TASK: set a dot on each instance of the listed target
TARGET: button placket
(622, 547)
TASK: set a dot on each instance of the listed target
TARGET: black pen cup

===============

# TASK GOAL
The entries are to be duplicated exactly, with nothing changed.

# SOLUTION TO THE EXERCISE
TASK: set a dot on each instance of the listed target
TARGET: button placket
(622, 547)
TASK: set a dot on each instance of the listed target
TARGET: black pen cup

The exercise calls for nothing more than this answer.